§ **Your goal**:
Print out each entry below exactly, please.

§ **Raw data**:
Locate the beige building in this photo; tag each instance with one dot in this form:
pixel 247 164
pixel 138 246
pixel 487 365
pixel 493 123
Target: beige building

§ **Exercise result**:
Locate the beige building in this photo; tag each instance with one dot in this form:
pixel 247 164
pixel 138 246
pixel 487 365
pixel 493 123
Target: beige building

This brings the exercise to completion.